Exactly transcribe the span of lines from the one containing "Where can the blue" through the final line of the entries, inclusive, and nothing outside it. Exclude the pictures.
──────────
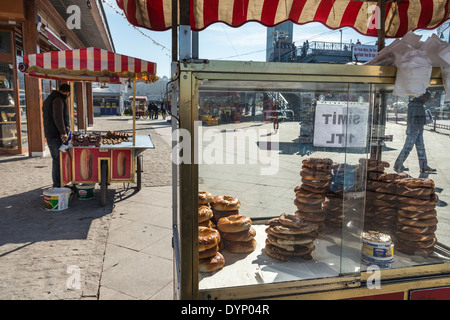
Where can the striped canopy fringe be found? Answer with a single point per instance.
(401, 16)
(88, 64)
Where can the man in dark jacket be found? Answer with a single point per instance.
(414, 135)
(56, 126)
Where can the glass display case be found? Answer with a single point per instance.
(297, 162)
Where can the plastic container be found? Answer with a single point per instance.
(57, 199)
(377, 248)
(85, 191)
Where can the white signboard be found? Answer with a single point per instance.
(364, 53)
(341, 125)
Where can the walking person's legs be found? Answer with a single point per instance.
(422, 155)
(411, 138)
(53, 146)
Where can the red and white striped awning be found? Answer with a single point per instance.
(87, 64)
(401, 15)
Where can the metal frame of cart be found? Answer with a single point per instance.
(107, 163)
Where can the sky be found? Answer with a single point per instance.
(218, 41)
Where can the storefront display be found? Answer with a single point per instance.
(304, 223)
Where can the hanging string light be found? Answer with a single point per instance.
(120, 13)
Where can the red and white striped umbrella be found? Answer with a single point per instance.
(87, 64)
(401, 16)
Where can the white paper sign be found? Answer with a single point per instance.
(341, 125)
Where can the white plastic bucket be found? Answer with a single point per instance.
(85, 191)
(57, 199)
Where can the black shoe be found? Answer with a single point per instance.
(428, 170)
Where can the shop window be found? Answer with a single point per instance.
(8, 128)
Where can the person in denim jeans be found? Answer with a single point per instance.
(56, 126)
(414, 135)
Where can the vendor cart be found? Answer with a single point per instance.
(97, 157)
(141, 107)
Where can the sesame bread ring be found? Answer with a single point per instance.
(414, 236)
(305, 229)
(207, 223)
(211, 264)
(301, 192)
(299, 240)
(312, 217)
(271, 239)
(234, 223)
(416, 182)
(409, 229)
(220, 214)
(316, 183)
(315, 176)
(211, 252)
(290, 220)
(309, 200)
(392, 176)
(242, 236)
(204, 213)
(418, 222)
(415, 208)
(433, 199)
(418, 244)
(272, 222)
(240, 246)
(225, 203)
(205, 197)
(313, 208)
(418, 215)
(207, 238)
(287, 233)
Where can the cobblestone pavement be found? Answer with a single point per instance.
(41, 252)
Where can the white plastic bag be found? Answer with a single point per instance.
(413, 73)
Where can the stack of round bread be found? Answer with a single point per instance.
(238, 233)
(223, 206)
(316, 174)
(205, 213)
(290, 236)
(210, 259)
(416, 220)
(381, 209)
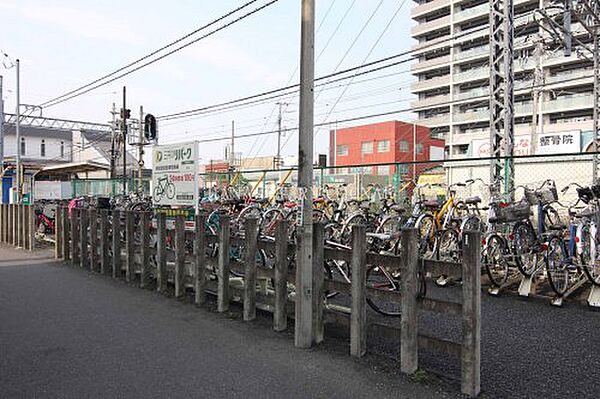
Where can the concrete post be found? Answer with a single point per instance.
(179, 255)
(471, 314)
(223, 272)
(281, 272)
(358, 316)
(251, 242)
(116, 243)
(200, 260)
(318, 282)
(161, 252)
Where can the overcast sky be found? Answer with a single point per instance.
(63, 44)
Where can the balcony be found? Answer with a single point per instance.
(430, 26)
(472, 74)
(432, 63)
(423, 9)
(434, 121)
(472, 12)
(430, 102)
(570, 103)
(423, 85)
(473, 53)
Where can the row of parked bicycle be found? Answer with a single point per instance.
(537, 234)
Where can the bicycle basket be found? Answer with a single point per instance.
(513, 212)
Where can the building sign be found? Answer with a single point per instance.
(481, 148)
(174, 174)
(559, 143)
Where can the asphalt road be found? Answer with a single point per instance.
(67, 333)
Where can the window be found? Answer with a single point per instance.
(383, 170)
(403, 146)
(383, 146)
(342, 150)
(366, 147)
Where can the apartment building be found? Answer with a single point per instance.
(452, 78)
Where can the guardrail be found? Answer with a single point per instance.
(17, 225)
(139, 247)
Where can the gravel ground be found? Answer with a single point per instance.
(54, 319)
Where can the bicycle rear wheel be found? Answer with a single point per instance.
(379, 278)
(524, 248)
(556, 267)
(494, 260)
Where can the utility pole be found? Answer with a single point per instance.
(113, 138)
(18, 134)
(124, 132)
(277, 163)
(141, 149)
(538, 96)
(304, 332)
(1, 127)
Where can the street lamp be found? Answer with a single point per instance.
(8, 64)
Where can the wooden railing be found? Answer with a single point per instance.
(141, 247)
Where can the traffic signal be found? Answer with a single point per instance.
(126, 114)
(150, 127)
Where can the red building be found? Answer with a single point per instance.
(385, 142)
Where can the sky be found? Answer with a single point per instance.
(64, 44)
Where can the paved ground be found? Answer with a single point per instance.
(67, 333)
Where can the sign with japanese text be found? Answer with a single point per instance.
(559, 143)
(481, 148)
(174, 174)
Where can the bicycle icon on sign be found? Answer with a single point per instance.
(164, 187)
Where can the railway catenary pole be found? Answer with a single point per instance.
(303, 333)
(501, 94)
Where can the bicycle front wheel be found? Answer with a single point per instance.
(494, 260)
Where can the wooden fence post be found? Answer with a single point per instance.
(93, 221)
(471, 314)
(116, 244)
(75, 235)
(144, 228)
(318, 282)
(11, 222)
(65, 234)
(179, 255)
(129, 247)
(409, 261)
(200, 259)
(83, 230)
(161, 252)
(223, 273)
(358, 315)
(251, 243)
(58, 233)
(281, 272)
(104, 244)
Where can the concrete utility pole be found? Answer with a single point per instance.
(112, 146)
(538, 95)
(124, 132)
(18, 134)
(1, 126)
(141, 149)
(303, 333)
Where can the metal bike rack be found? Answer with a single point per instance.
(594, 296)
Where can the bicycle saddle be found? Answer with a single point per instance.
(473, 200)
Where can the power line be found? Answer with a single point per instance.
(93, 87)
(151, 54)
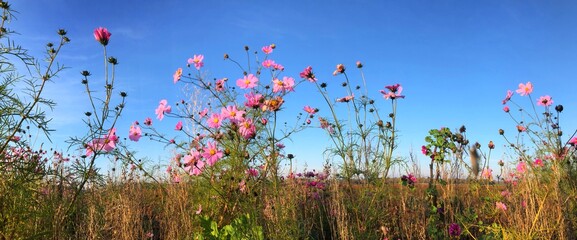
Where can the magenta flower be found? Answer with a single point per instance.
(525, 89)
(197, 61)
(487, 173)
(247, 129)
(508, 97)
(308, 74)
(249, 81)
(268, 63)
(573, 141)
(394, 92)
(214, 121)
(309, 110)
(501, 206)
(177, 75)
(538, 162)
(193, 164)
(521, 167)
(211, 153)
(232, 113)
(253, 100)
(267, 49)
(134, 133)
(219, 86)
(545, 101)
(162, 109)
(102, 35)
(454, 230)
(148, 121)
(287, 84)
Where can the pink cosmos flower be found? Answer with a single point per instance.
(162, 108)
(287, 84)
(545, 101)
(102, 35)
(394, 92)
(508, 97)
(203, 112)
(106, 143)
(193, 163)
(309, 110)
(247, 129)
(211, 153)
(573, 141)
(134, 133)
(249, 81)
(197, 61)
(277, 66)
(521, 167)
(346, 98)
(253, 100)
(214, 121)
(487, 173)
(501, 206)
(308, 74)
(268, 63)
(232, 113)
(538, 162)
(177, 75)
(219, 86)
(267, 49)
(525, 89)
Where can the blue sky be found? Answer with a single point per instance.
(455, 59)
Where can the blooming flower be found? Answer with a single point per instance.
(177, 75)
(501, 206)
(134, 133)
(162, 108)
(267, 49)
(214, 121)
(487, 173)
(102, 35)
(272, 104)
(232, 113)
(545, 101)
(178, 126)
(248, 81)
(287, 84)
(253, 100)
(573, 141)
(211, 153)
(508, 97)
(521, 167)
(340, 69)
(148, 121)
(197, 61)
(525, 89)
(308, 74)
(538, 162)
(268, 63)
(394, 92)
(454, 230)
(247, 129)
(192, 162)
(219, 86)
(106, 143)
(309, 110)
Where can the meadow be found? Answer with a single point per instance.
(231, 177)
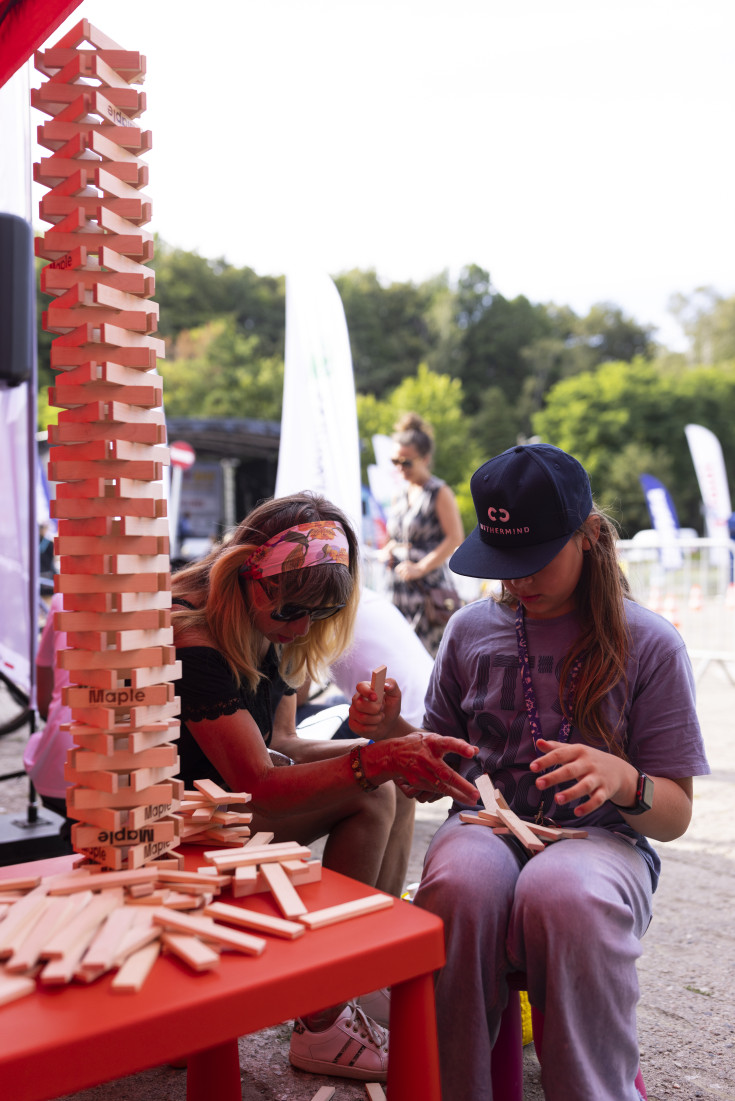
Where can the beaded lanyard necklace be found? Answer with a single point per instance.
──────────
FULL RESPONSE -
Where can the blue sky be found? Answer with a single point per instance.
(455, 59)
Where can the blooming flower be found? Answer with a single point per instance.
(177, 75)
(501, 206)
(134, 133)
(162, 108)
(267, 49)
(214, 121)
(487, 173)
(102, 35)
(272, 104)
(232, 113)
(545, 101)
(178, 126)
(248, 81)
(287, 84)
(253, 100)
(573, 141)
(211, 153)
(508, 97)
(521, 167)
(340, 69)
(148, 121)
(197, 61)
(525, 89)
(308, 74)
(538, 162)
(268, 63)
(394, 92)
(454, 230)
(247, 129)
(192, 162)
(219, 86)
(106, 143)
(309, 110)
Where can the meadow be found? Answer with a single point per instance.
(231, 177)
Where can the beaded lanyard necklace be found? Answer with a single point per instance.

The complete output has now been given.